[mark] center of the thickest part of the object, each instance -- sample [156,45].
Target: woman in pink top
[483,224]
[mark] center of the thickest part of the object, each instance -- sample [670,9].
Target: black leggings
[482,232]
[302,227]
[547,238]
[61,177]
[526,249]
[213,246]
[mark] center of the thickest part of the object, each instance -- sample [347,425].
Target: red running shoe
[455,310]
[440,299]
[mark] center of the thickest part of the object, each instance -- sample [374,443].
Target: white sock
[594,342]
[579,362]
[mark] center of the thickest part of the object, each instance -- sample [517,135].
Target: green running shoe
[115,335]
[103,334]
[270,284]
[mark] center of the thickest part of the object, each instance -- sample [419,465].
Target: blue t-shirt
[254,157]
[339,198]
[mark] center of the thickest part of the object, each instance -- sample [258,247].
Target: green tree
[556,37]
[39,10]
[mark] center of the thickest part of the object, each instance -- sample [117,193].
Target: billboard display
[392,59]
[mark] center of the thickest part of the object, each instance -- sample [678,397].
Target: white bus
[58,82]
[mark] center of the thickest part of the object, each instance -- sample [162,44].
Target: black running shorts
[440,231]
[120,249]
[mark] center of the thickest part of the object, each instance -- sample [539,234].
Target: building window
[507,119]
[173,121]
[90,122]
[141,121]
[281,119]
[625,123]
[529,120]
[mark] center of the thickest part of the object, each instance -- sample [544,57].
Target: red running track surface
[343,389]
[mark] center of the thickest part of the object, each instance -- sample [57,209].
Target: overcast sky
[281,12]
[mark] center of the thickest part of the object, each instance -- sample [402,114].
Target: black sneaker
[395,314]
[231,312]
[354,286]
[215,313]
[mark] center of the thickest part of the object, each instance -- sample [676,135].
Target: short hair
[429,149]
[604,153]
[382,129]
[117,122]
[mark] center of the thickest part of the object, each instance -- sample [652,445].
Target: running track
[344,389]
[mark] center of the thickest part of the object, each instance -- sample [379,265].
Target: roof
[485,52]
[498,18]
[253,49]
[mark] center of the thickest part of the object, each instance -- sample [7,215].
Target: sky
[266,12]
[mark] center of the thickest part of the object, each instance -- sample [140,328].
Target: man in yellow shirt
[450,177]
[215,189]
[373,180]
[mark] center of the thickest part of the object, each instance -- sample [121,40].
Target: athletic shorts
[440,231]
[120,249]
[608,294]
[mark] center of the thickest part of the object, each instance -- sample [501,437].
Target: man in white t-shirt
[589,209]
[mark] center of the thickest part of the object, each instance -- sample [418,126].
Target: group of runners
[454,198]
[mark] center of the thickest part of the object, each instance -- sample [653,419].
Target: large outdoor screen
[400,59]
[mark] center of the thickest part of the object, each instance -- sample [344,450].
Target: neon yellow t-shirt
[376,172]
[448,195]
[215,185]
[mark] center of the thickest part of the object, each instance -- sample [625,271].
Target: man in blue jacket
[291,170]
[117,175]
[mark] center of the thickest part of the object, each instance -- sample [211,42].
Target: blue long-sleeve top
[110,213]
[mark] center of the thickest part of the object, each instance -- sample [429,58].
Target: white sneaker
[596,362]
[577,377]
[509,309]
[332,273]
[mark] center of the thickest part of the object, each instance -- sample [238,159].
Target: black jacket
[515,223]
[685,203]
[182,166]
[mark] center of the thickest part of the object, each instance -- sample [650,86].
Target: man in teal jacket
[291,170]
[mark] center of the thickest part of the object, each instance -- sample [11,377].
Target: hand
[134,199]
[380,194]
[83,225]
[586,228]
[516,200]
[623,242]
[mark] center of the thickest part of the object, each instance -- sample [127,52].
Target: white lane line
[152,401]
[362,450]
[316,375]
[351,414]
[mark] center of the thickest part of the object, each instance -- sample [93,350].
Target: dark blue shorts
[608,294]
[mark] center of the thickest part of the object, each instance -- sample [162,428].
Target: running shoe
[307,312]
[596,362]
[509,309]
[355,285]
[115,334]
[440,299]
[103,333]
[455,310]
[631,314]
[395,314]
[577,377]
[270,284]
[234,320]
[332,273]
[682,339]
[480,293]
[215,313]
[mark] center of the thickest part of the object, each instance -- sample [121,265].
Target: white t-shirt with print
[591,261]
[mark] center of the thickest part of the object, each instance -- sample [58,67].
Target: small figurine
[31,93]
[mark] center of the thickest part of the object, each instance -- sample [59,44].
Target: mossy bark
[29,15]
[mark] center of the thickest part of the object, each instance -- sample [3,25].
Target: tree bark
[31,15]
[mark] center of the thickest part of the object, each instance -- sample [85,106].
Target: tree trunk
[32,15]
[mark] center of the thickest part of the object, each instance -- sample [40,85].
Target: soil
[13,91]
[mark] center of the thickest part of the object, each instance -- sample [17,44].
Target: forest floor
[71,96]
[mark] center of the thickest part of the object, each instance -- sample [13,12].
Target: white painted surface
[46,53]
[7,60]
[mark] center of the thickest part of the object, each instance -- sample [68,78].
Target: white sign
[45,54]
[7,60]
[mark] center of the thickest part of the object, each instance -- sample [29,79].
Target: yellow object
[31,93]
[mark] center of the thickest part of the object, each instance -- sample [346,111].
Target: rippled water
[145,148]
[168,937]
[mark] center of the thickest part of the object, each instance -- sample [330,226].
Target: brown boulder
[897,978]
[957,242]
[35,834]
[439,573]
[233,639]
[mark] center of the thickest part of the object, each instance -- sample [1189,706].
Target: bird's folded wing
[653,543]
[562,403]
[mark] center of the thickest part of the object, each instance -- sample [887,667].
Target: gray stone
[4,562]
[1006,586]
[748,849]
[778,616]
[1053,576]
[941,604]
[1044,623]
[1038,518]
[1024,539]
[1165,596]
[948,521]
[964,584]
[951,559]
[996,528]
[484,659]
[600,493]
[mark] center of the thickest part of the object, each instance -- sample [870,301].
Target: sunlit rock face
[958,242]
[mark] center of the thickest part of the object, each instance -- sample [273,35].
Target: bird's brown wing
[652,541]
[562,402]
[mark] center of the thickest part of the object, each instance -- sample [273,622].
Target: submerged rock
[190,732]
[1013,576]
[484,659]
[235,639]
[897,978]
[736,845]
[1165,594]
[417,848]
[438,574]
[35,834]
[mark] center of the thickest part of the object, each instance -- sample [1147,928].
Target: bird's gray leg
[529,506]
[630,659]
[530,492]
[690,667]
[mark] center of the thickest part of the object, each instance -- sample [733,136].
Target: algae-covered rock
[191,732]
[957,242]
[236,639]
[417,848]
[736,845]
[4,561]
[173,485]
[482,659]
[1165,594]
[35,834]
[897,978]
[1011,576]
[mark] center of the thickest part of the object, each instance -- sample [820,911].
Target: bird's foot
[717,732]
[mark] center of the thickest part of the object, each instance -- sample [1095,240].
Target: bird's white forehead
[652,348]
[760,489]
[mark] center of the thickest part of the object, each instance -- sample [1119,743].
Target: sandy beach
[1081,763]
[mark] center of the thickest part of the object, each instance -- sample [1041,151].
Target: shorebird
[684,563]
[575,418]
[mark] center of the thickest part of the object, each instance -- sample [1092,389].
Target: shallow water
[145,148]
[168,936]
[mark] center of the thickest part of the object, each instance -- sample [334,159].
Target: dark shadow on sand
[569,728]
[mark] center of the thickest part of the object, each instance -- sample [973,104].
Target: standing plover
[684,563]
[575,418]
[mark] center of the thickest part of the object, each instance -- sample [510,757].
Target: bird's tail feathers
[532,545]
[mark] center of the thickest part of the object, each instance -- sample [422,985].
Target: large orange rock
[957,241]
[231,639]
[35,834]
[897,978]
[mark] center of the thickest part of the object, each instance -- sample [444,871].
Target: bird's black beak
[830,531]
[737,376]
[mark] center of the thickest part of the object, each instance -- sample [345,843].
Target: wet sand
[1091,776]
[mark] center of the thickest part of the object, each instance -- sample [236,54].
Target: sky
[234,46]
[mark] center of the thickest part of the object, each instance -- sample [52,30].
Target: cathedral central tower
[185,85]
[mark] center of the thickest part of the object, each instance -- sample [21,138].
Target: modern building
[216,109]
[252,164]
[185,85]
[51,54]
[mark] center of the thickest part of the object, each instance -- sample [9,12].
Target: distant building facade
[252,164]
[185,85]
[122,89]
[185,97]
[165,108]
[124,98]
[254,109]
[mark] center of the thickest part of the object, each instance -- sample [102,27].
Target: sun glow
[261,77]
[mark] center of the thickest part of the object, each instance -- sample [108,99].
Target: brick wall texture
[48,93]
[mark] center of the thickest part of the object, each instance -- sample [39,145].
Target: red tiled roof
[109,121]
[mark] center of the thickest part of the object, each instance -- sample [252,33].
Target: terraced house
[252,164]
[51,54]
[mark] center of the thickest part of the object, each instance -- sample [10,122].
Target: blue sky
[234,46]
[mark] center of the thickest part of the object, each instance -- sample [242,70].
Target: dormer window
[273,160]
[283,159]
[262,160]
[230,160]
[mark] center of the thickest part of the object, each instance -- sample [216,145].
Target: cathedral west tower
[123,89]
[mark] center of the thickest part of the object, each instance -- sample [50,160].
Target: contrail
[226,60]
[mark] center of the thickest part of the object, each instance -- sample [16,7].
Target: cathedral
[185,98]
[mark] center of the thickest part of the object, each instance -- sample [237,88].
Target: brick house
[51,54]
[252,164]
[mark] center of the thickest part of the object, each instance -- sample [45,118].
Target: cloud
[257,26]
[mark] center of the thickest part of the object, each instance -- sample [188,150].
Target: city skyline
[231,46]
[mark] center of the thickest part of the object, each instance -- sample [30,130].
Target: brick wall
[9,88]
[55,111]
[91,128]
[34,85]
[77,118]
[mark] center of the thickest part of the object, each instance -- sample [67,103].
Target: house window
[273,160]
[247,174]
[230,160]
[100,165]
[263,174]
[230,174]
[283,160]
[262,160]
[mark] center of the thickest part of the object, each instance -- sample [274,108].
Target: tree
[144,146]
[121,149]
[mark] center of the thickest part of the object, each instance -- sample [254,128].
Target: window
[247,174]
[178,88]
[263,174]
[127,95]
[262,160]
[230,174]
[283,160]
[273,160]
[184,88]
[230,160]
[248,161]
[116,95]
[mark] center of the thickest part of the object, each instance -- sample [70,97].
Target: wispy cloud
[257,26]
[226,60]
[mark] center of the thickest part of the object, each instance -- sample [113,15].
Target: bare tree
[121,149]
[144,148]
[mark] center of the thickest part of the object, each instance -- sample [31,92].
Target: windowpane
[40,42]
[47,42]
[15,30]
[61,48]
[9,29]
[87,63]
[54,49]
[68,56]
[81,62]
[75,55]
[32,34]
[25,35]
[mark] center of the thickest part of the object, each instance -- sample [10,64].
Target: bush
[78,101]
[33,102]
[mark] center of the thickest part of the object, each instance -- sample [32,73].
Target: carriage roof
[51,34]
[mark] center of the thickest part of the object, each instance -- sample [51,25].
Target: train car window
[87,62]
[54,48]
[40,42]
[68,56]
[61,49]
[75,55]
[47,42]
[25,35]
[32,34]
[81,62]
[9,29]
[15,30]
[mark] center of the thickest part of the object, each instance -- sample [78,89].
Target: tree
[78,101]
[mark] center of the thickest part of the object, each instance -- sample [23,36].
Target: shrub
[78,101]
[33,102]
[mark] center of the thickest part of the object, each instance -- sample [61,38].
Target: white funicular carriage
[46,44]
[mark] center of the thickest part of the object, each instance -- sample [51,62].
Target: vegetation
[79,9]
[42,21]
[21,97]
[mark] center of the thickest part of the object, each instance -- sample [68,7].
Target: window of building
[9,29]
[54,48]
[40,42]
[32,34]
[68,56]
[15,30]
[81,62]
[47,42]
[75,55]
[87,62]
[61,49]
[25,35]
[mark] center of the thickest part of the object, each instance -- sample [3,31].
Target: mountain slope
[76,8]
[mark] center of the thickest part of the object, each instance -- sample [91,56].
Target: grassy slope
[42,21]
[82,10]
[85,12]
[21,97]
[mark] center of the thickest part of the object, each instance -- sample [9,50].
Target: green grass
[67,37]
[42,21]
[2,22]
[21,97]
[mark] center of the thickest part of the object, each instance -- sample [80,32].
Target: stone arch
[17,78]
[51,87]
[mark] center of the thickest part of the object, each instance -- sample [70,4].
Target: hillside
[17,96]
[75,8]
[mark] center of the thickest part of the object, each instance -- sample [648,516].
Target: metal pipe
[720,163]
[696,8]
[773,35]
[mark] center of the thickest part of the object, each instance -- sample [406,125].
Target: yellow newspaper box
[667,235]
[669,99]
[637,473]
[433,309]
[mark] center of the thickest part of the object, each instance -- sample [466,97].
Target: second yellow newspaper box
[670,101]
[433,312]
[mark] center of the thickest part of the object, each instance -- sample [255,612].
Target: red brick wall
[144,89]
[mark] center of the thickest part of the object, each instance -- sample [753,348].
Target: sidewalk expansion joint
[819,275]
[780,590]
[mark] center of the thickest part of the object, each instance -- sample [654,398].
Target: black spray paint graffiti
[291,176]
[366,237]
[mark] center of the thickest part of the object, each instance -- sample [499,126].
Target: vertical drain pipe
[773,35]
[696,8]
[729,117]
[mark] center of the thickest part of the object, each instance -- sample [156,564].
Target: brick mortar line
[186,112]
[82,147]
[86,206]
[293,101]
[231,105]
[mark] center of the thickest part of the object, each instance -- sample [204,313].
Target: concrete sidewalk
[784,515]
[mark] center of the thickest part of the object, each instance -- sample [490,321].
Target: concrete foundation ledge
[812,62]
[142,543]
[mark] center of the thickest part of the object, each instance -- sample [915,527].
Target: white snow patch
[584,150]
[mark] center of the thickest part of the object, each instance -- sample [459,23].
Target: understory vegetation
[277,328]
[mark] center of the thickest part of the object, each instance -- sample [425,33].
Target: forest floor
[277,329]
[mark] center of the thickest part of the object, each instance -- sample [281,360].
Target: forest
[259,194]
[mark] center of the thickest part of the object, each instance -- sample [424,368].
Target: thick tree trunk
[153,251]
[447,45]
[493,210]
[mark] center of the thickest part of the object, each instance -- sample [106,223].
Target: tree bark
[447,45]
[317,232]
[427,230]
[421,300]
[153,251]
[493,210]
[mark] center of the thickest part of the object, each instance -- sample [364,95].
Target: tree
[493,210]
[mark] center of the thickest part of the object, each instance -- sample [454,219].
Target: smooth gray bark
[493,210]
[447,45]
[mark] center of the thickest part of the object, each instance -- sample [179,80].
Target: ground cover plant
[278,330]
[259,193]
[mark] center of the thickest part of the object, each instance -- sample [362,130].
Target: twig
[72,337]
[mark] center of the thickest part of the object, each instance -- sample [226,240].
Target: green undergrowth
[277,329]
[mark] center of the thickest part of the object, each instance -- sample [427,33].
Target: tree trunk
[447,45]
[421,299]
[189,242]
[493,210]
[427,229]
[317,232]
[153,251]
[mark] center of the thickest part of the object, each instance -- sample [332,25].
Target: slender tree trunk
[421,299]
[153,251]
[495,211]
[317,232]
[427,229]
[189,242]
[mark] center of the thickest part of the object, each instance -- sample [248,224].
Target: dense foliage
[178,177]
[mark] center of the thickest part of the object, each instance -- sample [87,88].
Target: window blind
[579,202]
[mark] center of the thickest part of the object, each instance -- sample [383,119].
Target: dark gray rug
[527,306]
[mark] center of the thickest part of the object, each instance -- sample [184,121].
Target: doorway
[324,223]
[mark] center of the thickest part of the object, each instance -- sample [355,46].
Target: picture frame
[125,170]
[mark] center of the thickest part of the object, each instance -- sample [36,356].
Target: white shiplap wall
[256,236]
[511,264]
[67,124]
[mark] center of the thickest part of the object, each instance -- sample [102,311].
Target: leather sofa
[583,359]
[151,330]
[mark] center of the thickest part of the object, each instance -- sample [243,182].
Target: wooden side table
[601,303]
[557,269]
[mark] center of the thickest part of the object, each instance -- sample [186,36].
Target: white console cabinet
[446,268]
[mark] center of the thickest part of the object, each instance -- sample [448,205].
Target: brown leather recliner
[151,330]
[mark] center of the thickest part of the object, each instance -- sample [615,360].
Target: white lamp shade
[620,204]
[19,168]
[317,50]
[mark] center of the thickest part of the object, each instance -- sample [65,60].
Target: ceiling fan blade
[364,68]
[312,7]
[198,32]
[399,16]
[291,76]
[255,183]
____
» **Your instructions**:
Only the lines above starting at the one containing "-- sample [406,125]." and ending at the one containing "-- sample [204,313].", both included, are to be returned, exactly as they read.

» **Output of the task**:
[mark] center of the thickest part of the object, each instance -- sample [406,125].
Target: yellow newspaper box
[667,235]
[669,99]
[637,473]
[433,309]
[mark] center of the thickest part of the object, each instance -- sample [466,97].
Target: second yellow newspaper box
[670,101]
[433,312]
[mark] center of the thickest part of the object, each instance -- sample [255,612].
Target: red brick wall
[144,89]
[mark] center of the thickest part of the object, each instance -- sample [753,348].
Target: sidewalk expansion joint
[819,275]
[780,590]
[mark] center of the thickest part of the object, each instance -- sample [654,398].
Target: black spray paint graffiti
[291,176]
[366,237]
[mark] center of the thickest part of the object, each instance -- sample [499,126].
Target: vertical drain pipe
[773,35]
[696,8]
[729,117]
[mark] center of the thickest part of the object, each instance -- sample [156,564].
Target: brick mortar line
[186,112]
[82,147]
[86,206]
[293,101]
[231,105]
[mark] center of the thickest part of the object, each instance -- sample [204,313].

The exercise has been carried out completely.